• TEXT BLOCK:
- Opening Delimiter -

As a result, many people in European capitals, the State Department, the IC and the Pentagon have egg on their faces right now.  A lot of serious VIPs have been embarrassed by a client ( Saakashvili and company) who performed so poorly in this debacle – at every level that matters – that much of their previous professional advice and opinions regarding said client in retrospect look like hopelessly incompetent bullshit. These VIP’s are faced with two choices: circle the wagons around their naked emperor and try to find some kind of bow to put on this disaster or candidly admit that they horribly misjudged the entire situation to their superiors and reassess the policy in regards to Georgia from scratch.

Guess which route we are going today ?

- Closing Delimiter -

• TASKS AND EXERCISES:
1 – Reproduce word for word the portion of the commentary on Georgia policy that begins with the words containing "As a result, many" and ends with "going today ?".
2 – Which client does the commentary on Georgia policy say performed so poorly in the debacle?
3 – Resume the commentary on Georgia policy, picking up right after its final line.

• RECORDS PROVIDED:
- Opening Delimiter -

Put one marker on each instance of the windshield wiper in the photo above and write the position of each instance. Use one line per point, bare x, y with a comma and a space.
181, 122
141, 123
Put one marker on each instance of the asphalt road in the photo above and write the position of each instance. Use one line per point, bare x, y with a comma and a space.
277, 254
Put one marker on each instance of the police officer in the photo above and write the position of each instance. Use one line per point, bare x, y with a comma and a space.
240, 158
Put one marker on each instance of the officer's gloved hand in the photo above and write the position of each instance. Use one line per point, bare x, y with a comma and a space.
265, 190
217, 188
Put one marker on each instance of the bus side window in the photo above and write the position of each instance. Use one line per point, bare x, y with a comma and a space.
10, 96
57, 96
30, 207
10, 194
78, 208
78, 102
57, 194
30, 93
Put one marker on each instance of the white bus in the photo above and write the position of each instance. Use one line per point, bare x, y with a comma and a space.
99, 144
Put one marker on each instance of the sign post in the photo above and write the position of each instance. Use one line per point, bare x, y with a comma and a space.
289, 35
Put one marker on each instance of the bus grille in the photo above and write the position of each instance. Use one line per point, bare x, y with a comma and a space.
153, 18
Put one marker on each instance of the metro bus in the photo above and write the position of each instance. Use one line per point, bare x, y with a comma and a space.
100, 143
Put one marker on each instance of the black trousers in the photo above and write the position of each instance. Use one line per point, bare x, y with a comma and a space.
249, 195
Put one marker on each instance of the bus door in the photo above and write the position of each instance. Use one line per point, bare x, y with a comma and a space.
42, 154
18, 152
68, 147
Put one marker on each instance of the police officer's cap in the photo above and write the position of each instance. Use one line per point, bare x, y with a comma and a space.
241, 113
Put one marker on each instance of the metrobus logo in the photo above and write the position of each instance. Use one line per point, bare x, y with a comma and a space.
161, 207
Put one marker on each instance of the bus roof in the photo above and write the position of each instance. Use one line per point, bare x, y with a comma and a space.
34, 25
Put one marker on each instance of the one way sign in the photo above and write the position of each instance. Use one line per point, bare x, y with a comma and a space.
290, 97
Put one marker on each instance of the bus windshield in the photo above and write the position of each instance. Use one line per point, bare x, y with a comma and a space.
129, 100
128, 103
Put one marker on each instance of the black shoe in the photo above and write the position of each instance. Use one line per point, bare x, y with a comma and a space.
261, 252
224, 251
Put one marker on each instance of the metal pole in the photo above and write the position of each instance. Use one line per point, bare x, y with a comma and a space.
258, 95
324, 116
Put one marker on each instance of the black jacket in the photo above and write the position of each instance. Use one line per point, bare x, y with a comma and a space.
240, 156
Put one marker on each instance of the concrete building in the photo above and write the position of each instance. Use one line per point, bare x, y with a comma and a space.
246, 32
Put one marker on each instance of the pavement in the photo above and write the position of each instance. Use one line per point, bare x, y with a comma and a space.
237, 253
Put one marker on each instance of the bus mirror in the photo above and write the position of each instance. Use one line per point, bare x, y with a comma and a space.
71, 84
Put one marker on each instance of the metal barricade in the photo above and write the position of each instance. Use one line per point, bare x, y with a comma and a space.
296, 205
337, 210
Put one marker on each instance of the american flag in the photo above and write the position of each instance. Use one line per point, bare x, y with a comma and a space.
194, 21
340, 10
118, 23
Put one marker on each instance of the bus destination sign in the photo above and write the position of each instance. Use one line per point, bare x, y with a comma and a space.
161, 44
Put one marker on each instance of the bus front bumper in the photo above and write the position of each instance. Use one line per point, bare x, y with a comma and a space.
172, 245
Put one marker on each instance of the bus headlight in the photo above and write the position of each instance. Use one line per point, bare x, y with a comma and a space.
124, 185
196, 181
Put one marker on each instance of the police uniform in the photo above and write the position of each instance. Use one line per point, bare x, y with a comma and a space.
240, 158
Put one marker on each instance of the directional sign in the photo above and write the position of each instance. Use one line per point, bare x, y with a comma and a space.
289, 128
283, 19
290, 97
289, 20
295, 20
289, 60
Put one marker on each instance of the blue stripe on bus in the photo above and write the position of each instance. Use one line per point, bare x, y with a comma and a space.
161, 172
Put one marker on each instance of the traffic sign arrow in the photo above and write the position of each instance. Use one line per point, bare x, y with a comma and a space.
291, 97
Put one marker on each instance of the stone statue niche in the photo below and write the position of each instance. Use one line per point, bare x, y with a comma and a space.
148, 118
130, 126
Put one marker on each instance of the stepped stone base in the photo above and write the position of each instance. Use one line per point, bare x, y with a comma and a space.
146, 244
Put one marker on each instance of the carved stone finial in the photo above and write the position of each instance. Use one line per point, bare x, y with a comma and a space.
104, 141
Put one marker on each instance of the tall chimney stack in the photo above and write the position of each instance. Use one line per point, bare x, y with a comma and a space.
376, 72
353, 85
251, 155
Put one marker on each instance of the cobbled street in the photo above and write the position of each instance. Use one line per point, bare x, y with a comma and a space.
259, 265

- Closing Delimiter -

• ACTIVITY ANSWERS:
1 –
As a result, many people in European capitals, the State Department, the IC and the Pentagon have egg on their faces right now.  A lot of serious VIPs have been embarrassed by a client ( Saakashvili and company) who performed so poorly in this debacle – at every level that matters – that much of their previous professional advice and opinions regarding said client in retrospect look like hopelessly incompetent bullshit. These VIP’s are faced with two choices: circle the wagons around their naked emperor and try to find some kind of bow to put on this disaster or candidly admit that they horribly misjudged the entire situation to their superiors and reassess the policy in regards to Georgia from scratch.

Guess which route we are going today ?

2 – Saakashvili and company.

3 –
Now to be fair, many of the actions taken by the President are sound and wise ones. Russia needs to feel significant pushback here and Bush is doing that very firmly and responsibly – and without much help from our allies other than President Sarkozy. The problem is that these are ad hoc reactions – flailing about frantically because in truth the United States has had no strategic policy toward Russia or any objective that gets much further than pleasing insider interests who are squealing loudest to the administration or the Congress. Not decommissioning Russian nukes fast enough ? Look no further than American uranium company lobbies. In regards to Kosovo or Georgia, that would be the EU. What? Isn’t Saakashvili America’s “special project” ( to quote Russia’s Foreign Minister – some Putin toady, name unimportant, he warms a chair). Well, not really. My friend Dave Schuler has an outstanding post on Europe’s stake in Georgia. It’s a lot larger than is ours:

….Germany’s ties with Georgia are, if anything, closer. Georgia is Germany’s fifth largest trading partner. I presume that much of this trade is a consequence of Georgia’s two pipelines. Energy independence is as much a political hot topic in Germany as it is here but the term means mostly not being so terribly dependent on Russia. The path to greater energy independence for Germany lies through Georgia.

….In 2007 FDI in Georgia exceeded the $1 billion mark. A substantial proportion of that was EU countries.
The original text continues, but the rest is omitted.